▸ **Problems and tasks**:
1/ List the section headings in the text below on liquidating versus selling a business.
2/ Resume the text below on liquidating versus selling a business, starting right after its final sentence.

▸ **Quoted text**:
::::::::::
As we delve deeper, we’ll explore the intricacies, the merits, and the potential pitfalls of each.

Liquidation: Beyond the Basics

At its core, liquidation is wrapping up business operations and selling off assets to convert them into cash. But why do businesses choose this? Some reasons include:

  • Shifting Market Dynamics: Rapid technological advancements or new regulations might make a business model obsolete.
  • Unsustainable Overheads: Operating costs might become unmanageable, leaving liquidation as the best option.
  • Personal Reasons: The owner might have health issues or other personal concerns that necessitate a quick exit.

The Silver Lining: Pros of Liquidation

Immediate financial relief is one of the primary advantages of liquidation to generate funds rapidly. Liquidation is beneficial for settling any outstanding obligations.

  • No Strings Attached: Once you’ve liquidated, there’s no looking back. All ties to vendors, clients, or other stakeholders are severed.
  • Ease of Process: With a detailed, accurate inventory of assets and the right buyers, liquidation can be more straightforward than navigating the complex waters of selling.

The Flip Side: Cons of Liquidation

A business can compromise returns when rushed sales or auctions might not fetch the optimal market price for assets. Compromising could result in a loss, especially when assets have a significant market value.

  • Perception Matters: A business in the liquidation process might look like a failure, potentially affecting future entrepreneurial ventures.
  • The Emotional Toll: Businesses aren’t just about numbers. They hold memories and aspirations. Witnessing its dissolution can be emotionally challenging. I know business owners who identified so strongly with their companies that they purchased it back as the emotional toll was so high.

Selling: Passing the Baton

The act of selling involves transferring the business mantle to another entity. This transfer isn’t merely about assets, client relationships, brand reputation, and ongoing projects. We researched and discovered the type of sale we wanted early in the process.

 

Types of sales can vary:

  • Outright Sale: Here, there’s a total handover. After the finalization of the sale, the previous owner has no operational ties to the business. We had Fortune 500 corporate clients with whom we built relationships. We were critical to the business, so we decided against this type of sale.
  • Strategic Mergers: This involves combining with another business to form a more formidable market entity. We investigated a merger; however, the interested companies wanted us to stay and run the business. Our company would become a department in the larger company.
  • Acquisition: Typically, a giant firm absorbs a smaller one, seeking to leverage the latter’s market presence, technology, or other assets. An acquisition suited us. We sold to a new venture company that wanted us as their platform company to create massive growth opportunities in different verticals. We only needed to stay long enough to transfer our knowledge and clients. An acquisition was the best option.

The Bright Side: Pros of Selling

Maximizing returns in a well-negotiated sale can offer substantial financial benefits, making the years of hard work worth it.

  • Legacy Preservation: The business continues flourishing, maintaining the brand’s legacy and the founder’s vision. Our children had no interest in our company, but our vision was rock solid, and we wanted that to be our legacy.
  • Employee Security: Often, the company retains staff, ensuring job continuity and preserving the company culture. We identified vital personnel (keymen) with company knowledge to continue without us.

Not Always Smooth Sailing: Cons of Selling

There can be lengthy timeframes, from finding the right buyer to finalizing the sale; the process can be protracted, sometimes taking years.
::::::::::
▸ **Entries shown**:

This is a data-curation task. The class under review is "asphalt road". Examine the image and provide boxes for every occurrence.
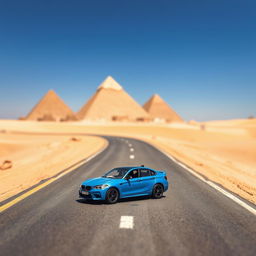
[0,137,256,256]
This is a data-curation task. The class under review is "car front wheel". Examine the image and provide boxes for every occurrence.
[152,184,164,199]
[106,188,119,204]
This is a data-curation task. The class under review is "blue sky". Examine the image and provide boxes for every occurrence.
[0,0,256,121]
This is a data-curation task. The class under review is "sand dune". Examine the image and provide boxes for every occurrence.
[0,119,256,203]
[0,133,105,201]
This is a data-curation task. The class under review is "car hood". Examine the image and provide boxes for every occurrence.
[82,177,120,186]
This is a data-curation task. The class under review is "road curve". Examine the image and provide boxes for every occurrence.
[0,137,256,256]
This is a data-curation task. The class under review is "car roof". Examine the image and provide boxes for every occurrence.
[115,166,153,170]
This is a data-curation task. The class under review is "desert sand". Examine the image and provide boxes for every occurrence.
[0,119,256,203]
[0,132,106,201]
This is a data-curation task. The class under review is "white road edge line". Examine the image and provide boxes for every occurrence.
[157,148,256,215]
[119,216,134,229]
::::::::::
▸ **Answers for the tasks**:
1/
Liquidation: Beyond the Basics
The Silver Lining: Pros of Liquidation
The Flip Side: Cons of Liquidation
Selling: Passing the Baton
The Bright Side: Pros of Selling
Not Always Smooth Sailing: Cons of Selling

2/
  • Intricate Processes: Valuations, due diligence, contractual negotiations – selling a business involves several complicated steps. Owners have unrealistic expectations and think their companies are always worth more than the valuations. Additionally, some contracts have a clause stating that contract renegotiation must occur if the company changes owners.
  • Price Disparities: There’s always a risk of the business being undervalued, especially if there’s a rush to sell or if market conditions are unfavorable. Buyers want to get the best price and offer way less than the actual worth.

Pivotal Factors Influencing the Decision

When you stand at the crossroads of liquidation and selling, your path will profoundly affect the culmination of your entrepreneurial journey. Essentially, the decision between liquidation and selling isn’t merely transactional—it’s deeply strategic. It requires a blend of introspection, market understanding, and foresight. By weighing these detailed aspects and seeking counsel from business advisors or industry peers, entrepreneurs can decide to align with their business goals and personal aspirations.

 

To navigate this decision wisely, consider the following nuanced facets:

Economic Health of the Business

  • Financial Statements. Periodically reviewing your profit & loss statements, balance sheets, and cash flow can give you a pulse on the financial health of your business. Businesses with consistent profitability, healthy cash flow, and manageable liabilities are more attractive to prospective buyers.
  • Growth Projections. A business with consistent growth or solid growth projections based on verifiable market trends is likelier to find a buyer willing to pay a premium. We used the Inc. 5000 Fastest Growing Companies in America list to gauge our growth. We made the list six times in eight years, which meant our growth was strong.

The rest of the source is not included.